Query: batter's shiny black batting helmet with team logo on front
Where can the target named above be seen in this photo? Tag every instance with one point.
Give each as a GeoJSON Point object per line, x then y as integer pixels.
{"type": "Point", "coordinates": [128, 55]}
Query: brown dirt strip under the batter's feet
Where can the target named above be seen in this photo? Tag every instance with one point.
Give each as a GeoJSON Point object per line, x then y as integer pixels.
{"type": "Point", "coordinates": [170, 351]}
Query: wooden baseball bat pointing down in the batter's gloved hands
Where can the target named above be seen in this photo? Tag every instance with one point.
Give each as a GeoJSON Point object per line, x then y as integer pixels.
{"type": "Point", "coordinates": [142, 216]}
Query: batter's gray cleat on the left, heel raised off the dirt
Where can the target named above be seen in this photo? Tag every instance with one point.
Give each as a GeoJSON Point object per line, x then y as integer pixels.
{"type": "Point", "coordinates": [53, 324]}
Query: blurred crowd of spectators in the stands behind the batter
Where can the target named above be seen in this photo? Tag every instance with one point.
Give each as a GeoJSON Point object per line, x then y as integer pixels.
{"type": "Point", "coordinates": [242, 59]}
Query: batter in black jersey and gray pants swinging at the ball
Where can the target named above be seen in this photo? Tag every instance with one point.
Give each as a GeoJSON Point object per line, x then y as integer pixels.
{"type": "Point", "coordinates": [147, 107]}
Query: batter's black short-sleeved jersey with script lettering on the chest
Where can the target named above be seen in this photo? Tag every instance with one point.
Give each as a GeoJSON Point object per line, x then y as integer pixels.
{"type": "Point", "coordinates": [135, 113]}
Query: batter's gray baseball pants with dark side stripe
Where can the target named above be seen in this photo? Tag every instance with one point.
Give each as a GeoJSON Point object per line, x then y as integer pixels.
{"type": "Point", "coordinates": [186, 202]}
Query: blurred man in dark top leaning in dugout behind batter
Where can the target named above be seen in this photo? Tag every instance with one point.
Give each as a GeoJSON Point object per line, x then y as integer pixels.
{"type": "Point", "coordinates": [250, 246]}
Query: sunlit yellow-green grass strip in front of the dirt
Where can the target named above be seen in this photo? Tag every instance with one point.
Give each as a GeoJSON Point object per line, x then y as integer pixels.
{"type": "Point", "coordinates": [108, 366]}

************

**Required work:** All of the records above need to be printed again exactly as they appear.

**Solution to this task:**
Query: batter's shiny black batting helmet with team logo on front
Where can the target named above be seen in this photo? Tag every instance with one point.
Give each as a GeoJSON Point object per line, x then y as integer pixels.
{"type": "Point", "coordinates": [128, 55]}
Query: brown dirt strip under the batter's feet
Where can the target named above be seen in this photo? Tag every instance with one point.
Give each as a GeoJSON Point object per line, x then y as integer pixels.
{"type": "Point", "coordinates": [170, 351]}
Query: wooden baseball bat pointing down in the batter's gloved hands
Where can the target named above be seen in this photo? Tag every instance with one point.
Give each as a GeoJSON Point object per line, x then y as integer pixels.
{"type": "Point", "coordinates": [142, 216]}
Query: batter's gray cleat on the left, heel raised off the dirt
Where can the target named above be seen in this photo? Tag every instance with one point.
Give each as a GeoJSON Point object per line, x then y as integer pixels.
{"type": "Point", "coordinates": [53, 324]}
Query: blurred crowd of spectators in the stands behind the batter
Where can the target named above be seen in this photo? Tag every instance with one point.
Give each as a GeoJSON Point object per line, x then y as integer pixels.
{"type": "Point", "coordinates": [242, 59]}
Query: batter in black jersey and gray pants swinging at the ball
Where can the target named above be seen in this photo? Tag every instance with one point.
Give each as a GeoJSON Point object per line, x then y as integer pixels.
{"type": "Point", "coordinates": [147, 107]}
Query: batter's black short-sleeved jersey with script lettering on the chest
Where can the target named above be seen in this photo? Tag every instance with one point.
Give each as a GeoJSON Point object per line, x then y as integer pixels.
{"type": "Point", "coordinates": [135, 113]}
Query: batter's gray baseball pants with dark side stripe
Where can the target named above be seen in this photo? Tag every instance with one point.
Give each as a GeoJSON Point object per line, x then y as integer pixels.
{"type": "Point", "coordinates": [186, 202]}
Query: blurred man in dark top leaning in dugout behind batter
Where can the target named above be seen in this photo? Tag every instance with one point.
Give each as a GeoJSON Point object per line, x then y as integer pixels.
{"type": "Point", "coordinates": [250, 246]}
Query: sunlit yellow-green grass strip in front of the dirt
Where can the target named above be seen in this photo? Tag every instance with one point.
Give each as a GeoJSON Point object per line, x then y as integer pixels.
{"type": "Point", "coordinates": [108, 366]}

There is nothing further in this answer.